Task to complete:
Can you print every line exactly as it appears, from the first one up to and including the line with "M198 26L198 31L204 31L204 27L203 26Z"?

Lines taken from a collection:
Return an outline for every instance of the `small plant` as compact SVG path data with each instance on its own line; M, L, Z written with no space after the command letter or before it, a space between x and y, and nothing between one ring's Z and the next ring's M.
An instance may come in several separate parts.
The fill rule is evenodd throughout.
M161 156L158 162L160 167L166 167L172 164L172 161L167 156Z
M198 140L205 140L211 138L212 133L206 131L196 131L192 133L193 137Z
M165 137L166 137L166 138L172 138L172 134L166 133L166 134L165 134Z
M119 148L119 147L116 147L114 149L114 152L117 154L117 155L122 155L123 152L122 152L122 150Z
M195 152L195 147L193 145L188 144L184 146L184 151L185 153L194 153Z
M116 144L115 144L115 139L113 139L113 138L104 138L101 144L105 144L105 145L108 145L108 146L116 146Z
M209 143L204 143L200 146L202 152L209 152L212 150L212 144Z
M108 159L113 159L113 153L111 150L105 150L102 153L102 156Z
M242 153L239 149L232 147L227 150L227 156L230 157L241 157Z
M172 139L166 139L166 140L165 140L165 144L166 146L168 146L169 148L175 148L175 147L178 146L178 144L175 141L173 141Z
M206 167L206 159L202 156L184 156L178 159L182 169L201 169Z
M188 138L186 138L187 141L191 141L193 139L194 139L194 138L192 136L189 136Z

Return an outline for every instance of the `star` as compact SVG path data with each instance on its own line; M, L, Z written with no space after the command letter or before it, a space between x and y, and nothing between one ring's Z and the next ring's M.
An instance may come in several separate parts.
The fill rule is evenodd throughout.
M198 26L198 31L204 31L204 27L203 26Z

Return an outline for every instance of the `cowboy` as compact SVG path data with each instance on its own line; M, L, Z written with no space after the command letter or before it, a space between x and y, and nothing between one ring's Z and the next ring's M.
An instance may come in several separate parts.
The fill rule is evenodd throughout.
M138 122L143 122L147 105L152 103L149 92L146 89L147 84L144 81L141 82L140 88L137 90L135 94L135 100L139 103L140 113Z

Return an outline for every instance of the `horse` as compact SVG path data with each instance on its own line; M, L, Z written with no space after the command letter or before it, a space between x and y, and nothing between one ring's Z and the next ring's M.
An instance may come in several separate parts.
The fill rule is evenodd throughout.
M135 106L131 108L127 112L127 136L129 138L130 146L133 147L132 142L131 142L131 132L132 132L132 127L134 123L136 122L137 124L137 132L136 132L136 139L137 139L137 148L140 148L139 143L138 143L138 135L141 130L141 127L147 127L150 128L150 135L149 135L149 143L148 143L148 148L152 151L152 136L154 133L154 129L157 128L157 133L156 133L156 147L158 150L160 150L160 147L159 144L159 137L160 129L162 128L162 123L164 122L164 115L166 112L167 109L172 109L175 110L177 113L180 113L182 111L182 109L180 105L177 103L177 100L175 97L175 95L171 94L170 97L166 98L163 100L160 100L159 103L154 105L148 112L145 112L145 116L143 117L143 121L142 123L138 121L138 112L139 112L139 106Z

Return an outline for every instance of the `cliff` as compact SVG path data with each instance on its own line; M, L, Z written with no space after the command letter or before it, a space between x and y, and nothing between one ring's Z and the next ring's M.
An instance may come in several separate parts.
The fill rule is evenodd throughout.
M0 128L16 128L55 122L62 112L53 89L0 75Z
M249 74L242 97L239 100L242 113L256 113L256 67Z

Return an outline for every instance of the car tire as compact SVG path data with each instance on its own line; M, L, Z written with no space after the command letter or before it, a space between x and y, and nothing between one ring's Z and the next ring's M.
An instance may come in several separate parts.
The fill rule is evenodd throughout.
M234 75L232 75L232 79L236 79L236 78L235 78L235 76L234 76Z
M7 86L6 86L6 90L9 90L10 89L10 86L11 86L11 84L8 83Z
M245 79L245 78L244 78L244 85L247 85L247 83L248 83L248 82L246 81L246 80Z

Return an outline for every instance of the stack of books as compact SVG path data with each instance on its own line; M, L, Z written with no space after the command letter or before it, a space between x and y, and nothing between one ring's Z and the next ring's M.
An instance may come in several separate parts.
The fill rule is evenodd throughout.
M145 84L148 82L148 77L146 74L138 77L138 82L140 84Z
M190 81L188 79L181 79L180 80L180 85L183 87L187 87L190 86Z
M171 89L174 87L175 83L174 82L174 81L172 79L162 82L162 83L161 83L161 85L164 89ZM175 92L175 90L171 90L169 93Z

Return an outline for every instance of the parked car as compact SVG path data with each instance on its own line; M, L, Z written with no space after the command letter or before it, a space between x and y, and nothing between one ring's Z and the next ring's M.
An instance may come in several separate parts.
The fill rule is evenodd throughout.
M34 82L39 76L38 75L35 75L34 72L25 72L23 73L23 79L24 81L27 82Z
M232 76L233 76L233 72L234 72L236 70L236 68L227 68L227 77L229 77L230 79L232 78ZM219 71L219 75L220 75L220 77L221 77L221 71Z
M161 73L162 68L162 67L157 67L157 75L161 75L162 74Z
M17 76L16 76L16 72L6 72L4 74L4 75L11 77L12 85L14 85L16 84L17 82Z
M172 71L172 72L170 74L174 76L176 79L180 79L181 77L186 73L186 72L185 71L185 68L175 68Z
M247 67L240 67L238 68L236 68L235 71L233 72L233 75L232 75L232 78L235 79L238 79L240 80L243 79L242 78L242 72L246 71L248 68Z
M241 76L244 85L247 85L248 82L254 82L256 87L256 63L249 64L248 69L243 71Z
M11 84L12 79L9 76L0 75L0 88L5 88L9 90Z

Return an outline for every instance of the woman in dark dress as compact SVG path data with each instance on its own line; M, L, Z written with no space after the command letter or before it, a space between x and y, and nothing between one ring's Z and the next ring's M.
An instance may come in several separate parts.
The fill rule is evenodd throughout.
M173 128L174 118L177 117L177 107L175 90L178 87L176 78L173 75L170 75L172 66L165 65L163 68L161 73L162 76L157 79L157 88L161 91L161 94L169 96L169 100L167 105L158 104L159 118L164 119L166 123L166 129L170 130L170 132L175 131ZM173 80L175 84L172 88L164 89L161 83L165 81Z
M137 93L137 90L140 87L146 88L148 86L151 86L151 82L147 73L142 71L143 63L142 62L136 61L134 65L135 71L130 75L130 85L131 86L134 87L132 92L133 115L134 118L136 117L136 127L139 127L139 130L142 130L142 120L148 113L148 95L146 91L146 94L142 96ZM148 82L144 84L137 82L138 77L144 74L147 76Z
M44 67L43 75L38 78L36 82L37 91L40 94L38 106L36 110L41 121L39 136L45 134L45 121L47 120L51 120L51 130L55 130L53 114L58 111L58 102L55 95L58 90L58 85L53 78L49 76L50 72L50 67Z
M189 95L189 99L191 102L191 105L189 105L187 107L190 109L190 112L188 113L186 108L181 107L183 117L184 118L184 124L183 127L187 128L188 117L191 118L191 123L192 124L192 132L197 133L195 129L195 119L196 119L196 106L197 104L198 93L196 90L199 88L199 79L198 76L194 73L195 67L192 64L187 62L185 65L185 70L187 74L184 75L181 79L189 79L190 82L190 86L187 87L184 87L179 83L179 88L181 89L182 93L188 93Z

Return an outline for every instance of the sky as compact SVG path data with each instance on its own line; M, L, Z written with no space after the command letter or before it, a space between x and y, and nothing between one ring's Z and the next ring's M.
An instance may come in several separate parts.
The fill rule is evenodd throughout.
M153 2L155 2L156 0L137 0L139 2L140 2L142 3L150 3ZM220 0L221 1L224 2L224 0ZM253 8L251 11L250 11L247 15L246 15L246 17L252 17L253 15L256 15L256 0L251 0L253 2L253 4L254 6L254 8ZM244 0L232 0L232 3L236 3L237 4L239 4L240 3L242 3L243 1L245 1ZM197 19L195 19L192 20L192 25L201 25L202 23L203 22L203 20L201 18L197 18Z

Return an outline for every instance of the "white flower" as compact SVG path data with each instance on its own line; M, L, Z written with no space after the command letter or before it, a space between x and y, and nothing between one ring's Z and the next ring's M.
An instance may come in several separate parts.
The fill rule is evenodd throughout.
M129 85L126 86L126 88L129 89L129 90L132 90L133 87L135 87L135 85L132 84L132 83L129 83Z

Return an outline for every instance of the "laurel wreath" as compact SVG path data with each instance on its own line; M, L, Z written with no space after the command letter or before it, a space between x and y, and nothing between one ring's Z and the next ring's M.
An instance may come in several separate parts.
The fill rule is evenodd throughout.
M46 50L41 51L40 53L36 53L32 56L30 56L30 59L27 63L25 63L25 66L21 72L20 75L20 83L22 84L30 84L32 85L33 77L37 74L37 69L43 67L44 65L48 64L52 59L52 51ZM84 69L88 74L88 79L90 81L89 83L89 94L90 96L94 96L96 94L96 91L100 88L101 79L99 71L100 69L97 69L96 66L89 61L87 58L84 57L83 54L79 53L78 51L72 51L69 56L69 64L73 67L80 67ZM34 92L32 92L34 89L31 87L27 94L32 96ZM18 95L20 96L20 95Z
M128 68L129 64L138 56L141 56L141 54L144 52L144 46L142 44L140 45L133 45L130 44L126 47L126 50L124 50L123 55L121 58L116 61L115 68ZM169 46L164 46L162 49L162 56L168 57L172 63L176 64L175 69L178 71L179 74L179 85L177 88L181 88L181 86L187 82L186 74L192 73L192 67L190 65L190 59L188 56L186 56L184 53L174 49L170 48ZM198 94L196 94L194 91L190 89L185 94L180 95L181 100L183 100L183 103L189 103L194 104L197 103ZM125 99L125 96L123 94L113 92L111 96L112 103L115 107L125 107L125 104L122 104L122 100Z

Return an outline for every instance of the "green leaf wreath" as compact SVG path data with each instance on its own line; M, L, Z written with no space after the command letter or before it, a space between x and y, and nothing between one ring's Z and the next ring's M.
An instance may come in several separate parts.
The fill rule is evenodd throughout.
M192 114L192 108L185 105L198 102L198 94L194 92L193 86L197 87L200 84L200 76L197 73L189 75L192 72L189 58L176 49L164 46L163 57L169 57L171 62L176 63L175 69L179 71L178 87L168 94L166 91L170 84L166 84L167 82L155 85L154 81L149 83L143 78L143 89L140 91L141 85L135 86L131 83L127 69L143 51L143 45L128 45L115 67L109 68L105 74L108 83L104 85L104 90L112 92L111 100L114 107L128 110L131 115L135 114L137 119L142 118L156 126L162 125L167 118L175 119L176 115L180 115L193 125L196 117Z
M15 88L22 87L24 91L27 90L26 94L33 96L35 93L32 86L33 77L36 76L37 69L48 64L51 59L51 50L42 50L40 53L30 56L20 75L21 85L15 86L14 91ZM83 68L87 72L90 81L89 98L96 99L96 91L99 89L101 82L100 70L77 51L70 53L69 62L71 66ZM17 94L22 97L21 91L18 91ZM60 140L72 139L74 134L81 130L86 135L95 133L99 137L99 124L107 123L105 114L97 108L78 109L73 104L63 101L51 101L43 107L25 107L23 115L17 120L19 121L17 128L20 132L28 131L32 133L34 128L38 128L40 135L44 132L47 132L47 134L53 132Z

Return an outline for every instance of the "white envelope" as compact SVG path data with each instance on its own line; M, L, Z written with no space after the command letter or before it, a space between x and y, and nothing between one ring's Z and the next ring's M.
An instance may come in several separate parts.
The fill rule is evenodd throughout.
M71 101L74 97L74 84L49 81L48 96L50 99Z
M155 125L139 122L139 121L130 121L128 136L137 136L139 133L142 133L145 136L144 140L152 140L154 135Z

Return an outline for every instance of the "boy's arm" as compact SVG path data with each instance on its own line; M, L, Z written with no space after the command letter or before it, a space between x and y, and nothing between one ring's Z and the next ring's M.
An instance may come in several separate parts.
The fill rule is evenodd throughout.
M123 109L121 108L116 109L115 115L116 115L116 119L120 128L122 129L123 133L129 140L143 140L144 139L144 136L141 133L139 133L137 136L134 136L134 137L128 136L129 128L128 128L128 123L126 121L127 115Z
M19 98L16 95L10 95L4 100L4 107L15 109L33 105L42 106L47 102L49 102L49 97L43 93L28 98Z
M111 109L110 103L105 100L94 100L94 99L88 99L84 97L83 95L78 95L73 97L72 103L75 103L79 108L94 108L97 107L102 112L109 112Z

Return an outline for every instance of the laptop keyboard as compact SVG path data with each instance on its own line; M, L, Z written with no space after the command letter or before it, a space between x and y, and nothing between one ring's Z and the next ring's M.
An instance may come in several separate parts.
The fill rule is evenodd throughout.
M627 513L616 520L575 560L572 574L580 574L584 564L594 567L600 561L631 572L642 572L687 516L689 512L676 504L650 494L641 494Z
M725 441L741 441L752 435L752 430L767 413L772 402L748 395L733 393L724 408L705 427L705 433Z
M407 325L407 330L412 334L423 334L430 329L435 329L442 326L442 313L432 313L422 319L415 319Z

Result of the task:
Return an outline for every instance of the `small plant` as compact SVG path data with each instance on its own line; M, L, Z written with no space after the command letter or before it, a space between x and y, and nothing between one ring's Z and the next ring's M.
An instance may come in several separate parts.
The fill rule is evenodd throughout.
M161 156L158 162L160 167L166 167L172 164L172 161L167 156Z
M198 140L205 140L211 138L212 133L206 131L196 131L192 133L193 137Z
M165 137L166 137L166 138L172 138L172 134L166 133L166 134L165 134Z
M119 148L119 147L116 147L114 149L114 152L117 154L117 155L122 155L123 152L122 152L122 150Z
M195 152L195 147L193 145L188 144L184 146L184 151L185 153L194 153Z
M116 144L115 144L115 139L113 139L113 138L104 138L101 144L105 144L105 145L108 145L108 146L116 146Z
M209 143L204 143L200 146L202 152L209 152L212 150L212 144Z
M108 159L113 159L113 153L111 150L105 150L102 153L102 156Z
M242 153L239 149L232 147L227 150L227 156L230 157L241 157Z
M172 139L166 139L166 140L165 140L165 144L166 146L168 146L169 148L175 148L175 147L178 146L178 144L175 141L173 141Z
M206 167L206 159L202 156L184 156L178 159L182 169L201 169Z
M188 138L186 138L187 141L191 141L193 139L194 139L194 138L192 136L189 136Z

Return an outline for every instance of the `star` as compact SVG path data with each instance on its own line; M, L, Z written with no space after the command letter or before it, a space between x and y, and nothing between one ring's Z and the next ring's M.
An instance may come in several separate parts.
The fill rule is evenodd throughout.
M198 26L198 31L204 31L204 27L203 26Z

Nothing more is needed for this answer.